> GOAL A: Please copy out the part of the listing that opens with the line containing "Can you find the young" and runs through the end of the listing, with both ends included. Leave the pictures out of your copy.

> PASSAGE PROVIDED:
========================================
2. The communication system according to claim 1, further
comprising: a plurality of the wireless communication devices,
wherein the radio wave monitoring apparatus sends the channel
information to a wireless communication device which requests the
channel information among the plurality of wireless communication
devices.
3. The communication system according to claim 1, wherein the radio
wave monitoring apparatus sends the channel information to the
wireless communication device when an accuracy of detecting the
specific radio wave by the radio wave monitoring apparatus is equal
to or greater than an accuracy of detecting the specific radio wave
by the wireless communication device.
4. The communication system according to claim 1, wherein the radio
wave monitoring apparatus sends the channel information to the
wireless communication device when a first pattern of a first
specific wave detected by the radio wave monitoring device is
substantially identical to a second pattern of a second specific
wave detected by the wireless communication device, and the first
specific wave and the second specific wave are detected within a
predetermined time of one another.
5. The communication system according to claim 1, wherein the
wireless communication device is configured to perform channel
selection autonomously when the channel information is not received
from the radio wave monitoring apparatus after the request for the
channel information was sent to the radio wave monitoring
apparatus.
6. The communication system according to claim 1, wherein the radio
wave monitoring apparatus comprises a plurality of receivers, and
the plurality of receivers are configured to each receive the
specific radio wave at different channels.
7. The communication system according to claim 6, wherein the
plurality of receivers each comprise separate interfaces configured
to connect to the radio wave monitoring apparatus.
8. The communication system according to claim 1, wherein the
wireless communication device and the radio wave monitoring
apparatus are connected by a wired connection.
9. A radio wave monitoring apparatus, comprising: circuitry
configured to communicate with a wireless communication device
which is separately provided from the radio wave monitoring
apparatus and is configured to perform wireless communication via a
channel selected from a plurality of channels; detect a specific
radio wave at the plurality of channels; select a channel for the
wireless communication in response to a request from the wireless
communication device and based on a result of the detection; and
send channel information indicating the selected channel to the
wireless communication device.
10. The radio wave monitoring apparatus according to claim 9,
wherein the circuitry is further configured to: communicate with a
plurality of the wireless communication devices; and send the
channel information to a wireless communication device that
provides the request among the plurality of wireless communication
devices.
11. The radio wave monitoring apparatus according to claim 9,
wherein the circuitry is further configured to: send the channel
information to the wireless communication device when an accuracy
of detecting of the specific radio wave by the radio wave
monitoring apparatus is equal to or greater than an accuracy of
detecting the specific radio wave by the wireless communication
device.
12. The radio wave monitoring apparatus according to claim 9,
wherein the circuitry is further configured to: send the channel
information to the wireless communication device when a first
pattern of a first specific wave detected by the radio wave
monitoring device is substantially identical to a second pattern of
a second specific wave detected by the wireless communication
device, and the first specific wave and the second specific wave
are detected within a predetermined time of one another.
========================================
> EXERCISE INPUTS:

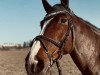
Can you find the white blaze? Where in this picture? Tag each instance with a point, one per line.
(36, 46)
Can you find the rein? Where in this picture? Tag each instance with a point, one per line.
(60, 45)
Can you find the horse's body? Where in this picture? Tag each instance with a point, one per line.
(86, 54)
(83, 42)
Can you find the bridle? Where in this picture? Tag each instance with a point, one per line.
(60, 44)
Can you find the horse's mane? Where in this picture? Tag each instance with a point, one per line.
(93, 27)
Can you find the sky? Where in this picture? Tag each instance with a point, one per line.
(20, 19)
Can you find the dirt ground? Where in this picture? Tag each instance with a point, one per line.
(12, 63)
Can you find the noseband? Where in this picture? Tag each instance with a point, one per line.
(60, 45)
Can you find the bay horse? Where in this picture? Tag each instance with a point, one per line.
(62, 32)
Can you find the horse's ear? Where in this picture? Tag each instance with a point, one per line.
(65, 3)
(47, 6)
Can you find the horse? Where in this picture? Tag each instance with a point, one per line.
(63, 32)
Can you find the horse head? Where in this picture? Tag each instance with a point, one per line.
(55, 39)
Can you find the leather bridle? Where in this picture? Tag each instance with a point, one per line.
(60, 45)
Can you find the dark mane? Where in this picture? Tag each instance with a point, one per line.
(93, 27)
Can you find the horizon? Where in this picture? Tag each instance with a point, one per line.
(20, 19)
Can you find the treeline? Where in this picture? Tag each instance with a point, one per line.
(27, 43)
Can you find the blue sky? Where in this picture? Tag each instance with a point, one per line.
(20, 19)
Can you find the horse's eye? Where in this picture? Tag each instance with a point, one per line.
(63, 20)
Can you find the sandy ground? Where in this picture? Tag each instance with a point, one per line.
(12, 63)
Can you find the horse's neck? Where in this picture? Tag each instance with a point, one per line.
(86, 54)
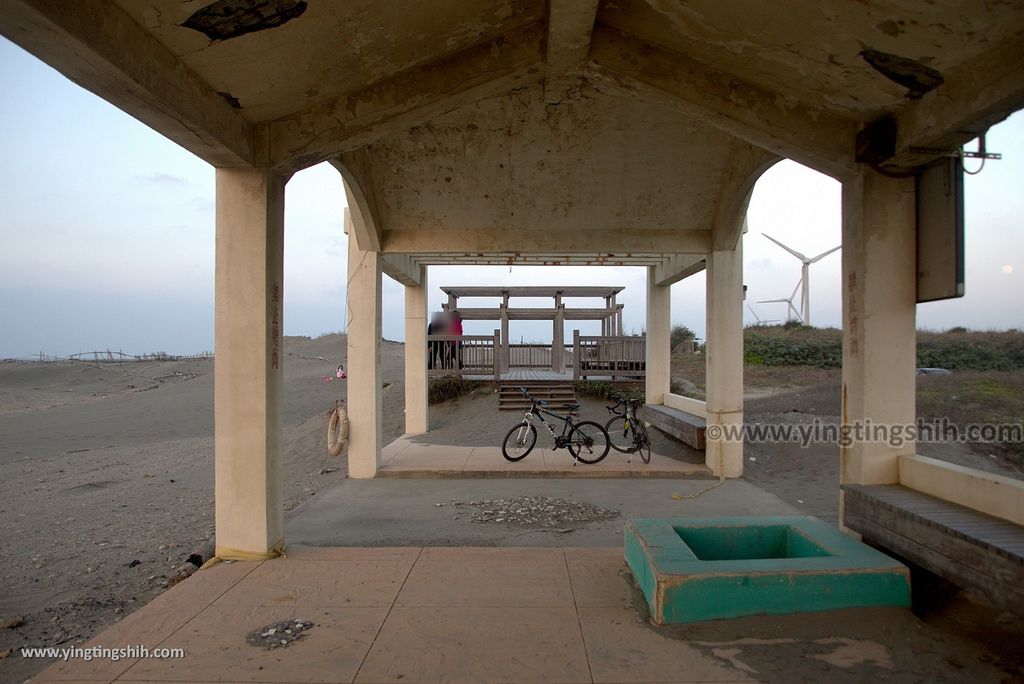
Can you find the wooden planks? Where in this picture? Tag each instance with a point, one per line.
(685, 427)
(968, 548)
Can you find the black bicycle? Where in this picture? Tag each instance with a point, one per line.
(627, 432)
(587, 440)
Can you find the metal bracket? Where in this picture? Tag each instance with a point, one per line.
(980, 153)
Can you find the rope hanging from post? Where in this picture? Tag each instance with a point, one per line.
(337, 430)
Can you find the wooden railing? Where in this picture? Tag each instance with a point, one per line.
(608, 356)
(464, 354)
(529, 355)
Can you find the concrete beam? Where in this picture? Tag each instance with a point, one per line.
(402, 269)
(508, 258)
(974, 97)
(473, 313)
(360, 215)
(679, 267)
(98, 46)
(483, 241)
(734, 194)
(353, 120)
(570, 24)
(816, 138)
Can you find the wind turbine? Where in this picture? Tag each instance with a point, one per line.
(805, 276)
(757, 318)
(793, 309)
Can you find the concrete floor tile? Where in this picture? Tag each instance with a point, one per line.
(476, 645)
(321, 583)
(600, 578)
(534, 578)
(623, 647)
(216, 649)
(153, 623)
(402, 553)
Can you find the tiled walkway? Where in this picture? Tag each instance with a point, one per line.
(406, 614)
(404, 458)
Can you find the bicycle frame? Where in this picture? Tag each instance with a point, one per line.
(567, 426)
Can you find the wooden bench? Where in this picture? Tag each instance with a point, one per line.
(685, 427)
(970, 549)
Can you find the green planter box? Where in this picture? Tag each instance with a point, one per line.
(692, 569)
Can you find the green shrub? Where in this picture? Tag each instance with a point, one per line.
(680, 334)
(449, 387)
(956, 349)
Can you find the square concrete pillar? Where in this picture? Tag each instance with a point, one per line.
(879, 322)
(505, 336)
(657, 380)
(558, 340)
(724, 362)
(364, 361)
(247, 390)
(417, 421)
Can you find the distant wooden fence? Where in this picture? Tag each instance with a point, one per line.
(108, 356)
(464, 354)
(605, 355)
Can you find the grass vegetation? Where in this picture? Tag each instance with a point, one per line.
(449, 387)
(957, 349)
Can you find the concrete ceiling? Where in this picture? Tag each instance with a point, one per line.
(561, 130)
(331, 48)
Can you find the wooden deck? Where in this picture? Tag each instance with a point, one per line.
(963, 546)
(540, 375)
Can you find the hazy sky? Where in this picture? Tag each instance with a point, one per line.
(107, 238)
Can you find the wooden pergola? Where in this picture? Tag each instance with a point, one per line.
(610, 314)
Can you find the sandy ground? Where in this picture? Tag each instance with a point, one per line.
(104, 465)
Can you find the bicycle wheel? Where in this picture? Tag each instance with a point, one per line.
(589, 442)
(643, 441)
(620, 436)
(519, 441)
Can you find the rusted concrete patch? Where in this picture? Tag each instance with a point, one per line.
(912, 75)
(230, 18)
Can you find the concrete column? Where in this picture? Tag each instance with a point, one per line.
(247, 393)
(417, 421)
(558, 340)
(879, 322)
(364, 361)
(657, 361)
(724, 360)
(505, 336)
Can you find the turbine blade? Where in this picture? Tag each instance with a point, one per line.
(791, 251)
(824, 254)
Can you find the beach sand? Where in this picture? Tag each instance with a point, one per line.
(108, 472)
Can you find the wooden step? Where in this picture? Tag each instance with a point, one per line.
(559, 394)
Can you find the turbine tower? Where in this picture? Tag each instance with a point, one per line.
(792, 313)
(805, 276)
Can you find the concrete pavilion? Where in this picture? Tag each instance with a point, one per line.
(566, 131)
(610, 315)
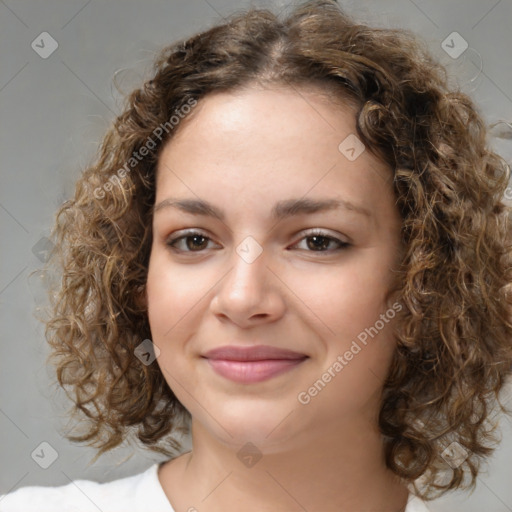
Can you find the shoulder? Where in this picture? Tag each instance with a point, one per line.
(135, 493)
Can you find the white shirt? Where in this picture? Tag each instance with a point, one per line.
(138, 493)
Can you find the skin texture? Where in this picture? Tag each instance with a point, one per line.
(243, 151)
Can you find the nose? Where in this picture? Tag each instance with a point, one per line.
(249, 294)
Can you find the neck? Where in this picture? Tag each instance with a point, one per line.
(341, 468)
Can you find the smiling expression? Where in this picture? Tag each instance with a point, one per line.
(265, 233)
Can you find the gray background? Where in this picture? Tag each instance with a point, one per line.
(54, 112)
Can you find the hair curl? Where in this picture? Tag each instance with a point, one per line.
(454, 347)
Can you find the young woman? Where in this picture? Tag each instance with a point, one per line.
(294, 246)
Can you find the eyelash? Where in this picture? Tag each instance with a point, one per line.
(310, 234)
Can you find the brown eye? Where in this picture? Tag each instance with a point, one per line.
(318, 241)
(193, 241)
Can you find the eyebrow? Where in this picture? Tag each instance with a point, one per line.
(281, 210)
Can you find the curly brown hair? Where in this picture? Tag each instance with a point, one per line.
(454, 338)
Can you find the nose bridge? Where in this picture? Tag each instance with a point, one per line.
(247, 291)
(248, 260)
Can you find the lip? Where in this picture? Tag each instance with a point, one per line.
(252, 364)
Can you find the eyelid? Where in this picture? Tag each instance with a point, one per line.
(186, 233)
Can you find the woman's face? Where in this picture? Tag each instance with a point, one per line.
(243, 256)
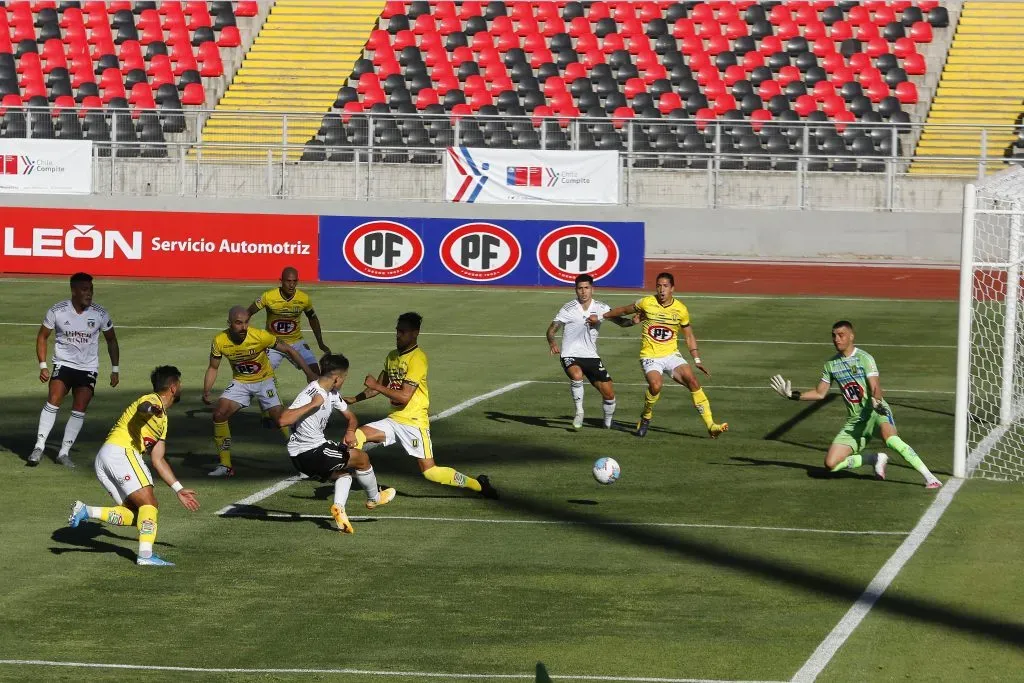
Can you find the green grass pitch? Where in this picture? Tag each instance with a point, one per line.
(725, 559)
========================================
> GOAL B:
Answer these questions from the patent claims above, one answer per line:
(i) According to claim 7, what does each of the plurality of receivers comprise?
(ii) According to claim 8, how are the wireless communication device and the radio wave monitoring apparatus connected?
(iii) According to claim 5, when is the wireless communication device configured to perform channel selection autonomously?

> RIGHT ANSWER A:
Can you find the young woman? Where in this picture? Tag each instance with a point, one per line.
(294, 246)
Can you find the eyelash? Where in this picture? Tag each instance with a point, one per line.
(310, 234)
Can you find the brown eye? Where in this picture? Tag each instance with a point, one per line.
(318, 241)
(193, 241)
Can you find the eyebrow? Where in this picture? Tag each instance with a point, one per line.
(281, 210)
Can you find the curly brown hair? Where in this picture? Tag each instance with a point, one per line.
(454, 338)
Can you find the nose bridge? Where in this picture? Tag each instance with a point, one per line.
(247, 291)
(248, 260)
Can you find the lip? Where in this picture? Tag each instance with a point, one per line.
(252, 364)
Can you find the eyelid? Where in this picture? Tag each instance with a point, one per line.
(186, 233)
Can you find the woman's face? Where in this picture? Tag each instance with a point, one per line.
(243, 256)
Can you find the green grass pitch? Where in this picture? Tag each instance with a point, one per line.
(725, 559)

> RIGHT ANSWER B:
(i) Separate interfaces configured to connect to the radio wave monitoring apparatus.
(ii) By a wired connection.
(iii) When the channel information is not received from the radio wave monitoring apparatus after the request for the channel information was sent to the radio wave monitoring apparatus.